## start Extract to read

It’s called the Living Wage Certification Program. In D.C., if you do business with the government, it’s the law to pay employees a “living wage” — currently set at $14.50 an hour. Under a forthcoming program, however, small businesses that choose to pay a living wage will be certified as Living Wage Businesses, giving them a boost among District shoppers who vote with their wallets.

The idea is to reward businesses that do right by their employees with publicity and promotion, similar to how a Fair Trade label carries cachet among some consumers. But as the District moves toward implementing the certification program, many questions remain — including how to define a living wage.

The District has long been a leader in progressive wage policy; according to the National Conference of State Legislatures, D.C. was the first jurisdiction to mandate a minimum wage higher than $10 an hour (in 2015), and among the first jurisdictions to pass a living wage law, back in 2006. Oxfam America, in fact, says that D.C. has the strongest labor laws in the country.

But the District is also one of the most expensive places to live in the country, with some of the worst income inequality. (It should be noted that these metrics all compare D.C., which is mostly urban and combines city and state-level governance, with states, which have urban, suburban and rural areas and separate city governance. That’s never a completely apples-to-apples comparison.) To afford an average two-bedroom apartment in the city, according to the National Low Income Housing Coalition, a worker would need to make $32.02 an hour — more than double the D.C. living wage.

## end Extract to read

Given exercise 1> Please explain why the passage on D.C.'s living wage says that comparing the District with states is never a completely apples-to-apples comparison.
Given exercise 2> According to the passage on D.C.'s living wage, what hourly pay does the National Low Income Housing Coalition say a worker would need to afford an average two-bedroom apartment in the city?

## start Recorded information

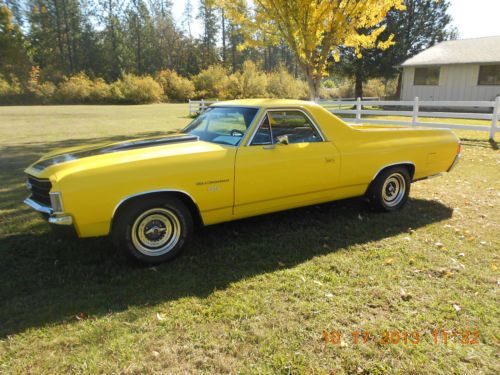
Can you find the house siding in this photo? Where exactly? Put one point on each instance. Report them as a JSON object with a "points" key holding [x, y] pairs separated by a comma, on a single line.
{"points": [[456, 82]]}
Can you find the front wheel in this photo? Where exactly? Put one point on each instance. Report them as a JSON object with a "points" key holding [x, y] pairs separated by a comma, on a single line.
{"points": [[153, 230], [390, 190]]}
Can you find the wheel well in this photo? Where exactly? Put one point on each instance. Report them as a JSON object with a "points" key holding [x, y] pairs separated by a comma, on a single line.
{"points": [[183, 197], [409, 167]]}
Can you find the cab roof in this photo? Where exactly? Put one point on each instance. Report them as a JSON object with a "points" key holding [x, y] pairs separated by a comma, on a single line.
{"points": [[266, 103]]}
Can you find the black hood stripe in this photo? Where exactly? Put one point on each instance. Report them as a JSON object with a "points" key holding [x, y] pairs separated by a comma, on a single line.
{"points": [[123, 146]]}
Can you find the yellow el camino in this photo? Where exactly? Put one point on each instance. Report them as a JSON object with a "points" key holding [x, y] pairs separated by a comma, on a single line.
{"points": [[238, 159]]}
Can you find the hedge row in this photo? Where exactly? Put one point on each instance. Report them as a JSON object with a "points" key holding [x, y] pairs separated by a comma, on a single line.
{"points": [[166, 85]]}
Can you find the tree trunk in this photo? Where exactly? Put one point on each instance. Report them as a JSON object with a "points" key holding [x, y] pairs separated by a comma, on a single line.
{"points": [[223, 38], [398, 88], [314, 85], [358, 86]]}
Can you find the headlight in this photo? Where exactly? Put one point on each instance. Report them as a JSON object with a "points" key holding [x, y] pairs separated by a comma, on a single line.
{"points": [[56, 202]]}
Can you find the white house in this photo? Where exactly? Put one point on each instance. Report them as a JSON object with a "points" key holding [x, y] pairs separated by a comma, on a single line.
{"points": [[466, 69]]}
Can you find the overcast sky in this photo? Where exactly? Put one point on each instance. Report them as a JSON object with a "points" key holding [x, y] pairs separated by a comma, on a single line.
{"points": [[473, 18]]}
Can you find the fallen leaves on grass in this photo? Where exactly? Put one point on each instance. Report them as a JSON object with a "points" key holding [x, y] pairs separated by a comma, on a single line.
{"points": [[404, 295]]}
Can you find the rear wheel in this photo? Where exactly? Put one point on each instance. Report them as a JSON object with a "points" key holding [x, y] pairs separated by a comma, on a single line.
{"points": [[390, 190], [153, 230]]}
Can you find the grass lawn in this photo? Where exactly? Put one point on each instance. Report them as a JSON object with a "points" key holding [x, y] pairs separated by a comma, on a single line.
{"points": [[252, 296]]}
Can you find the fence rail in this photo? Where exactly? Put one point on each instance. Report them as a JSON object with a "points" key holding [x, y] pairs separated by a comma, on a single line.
{"points": [[198, 106], [490, 112]]}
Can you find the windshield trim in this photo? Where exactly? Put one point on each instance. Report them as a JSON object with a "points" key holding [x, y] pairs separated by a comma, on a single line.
{"points": [[247, 132]]}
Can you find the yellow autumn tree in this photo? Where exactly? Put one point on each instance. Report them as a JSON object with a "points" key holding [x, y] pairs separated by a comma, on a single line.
{"points": [[313, 29]]}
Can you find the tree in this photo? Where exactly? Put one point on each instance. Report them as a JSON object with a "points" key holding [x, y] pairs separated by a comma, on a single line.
{"points": [[315, 29], [188, 17], [208, 16], [422, 24], [14, 59]]}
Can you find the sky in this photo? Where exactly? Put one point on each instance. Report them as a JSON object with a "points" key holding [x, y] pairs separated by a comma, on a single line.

## end Recorded information

Task response 1> D.C. is mostly urban and combines city and state-level governance. The states it is measured against have urban, suburban and rural areas and a separate city government.

Task response 2> $32.02 an hour